Print the lines in the listing below that fall between the line with "Reviewer note: check that every instance of the mailbox" and the line with "Reviewer note: check that every instance of the white-trimmed", those two lines included, exactly as they stand and with nothing else.

Dataset content –

◇ ◇ ◇ ◇

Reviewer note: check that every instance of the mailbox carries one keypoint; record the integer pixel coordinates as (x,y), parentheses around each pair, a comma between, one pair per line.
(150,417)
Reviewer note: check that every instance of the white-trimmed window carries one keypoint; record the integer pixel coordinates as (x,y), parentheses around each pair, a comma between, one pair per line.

◇ ◇ ◇ ◇

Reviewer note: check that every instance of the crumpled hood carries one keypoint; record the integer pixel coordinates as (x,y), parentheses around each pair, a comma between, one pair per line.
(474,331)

◇ ◇ ◇ ◇

Answer for this exercise –
Reviewer note: check that every instance of the mailbox carries one keypoint; record the integer pixel coordinates as (x,y), parentheses around each pair, a comma between, one pair per line.
(150,417)
Reviewer note: check that every instance of the white-trimmed window carries one keypoint; record the integer pixel coordinates as (x,y), parentheses around each pair, a comma between, one pair per line.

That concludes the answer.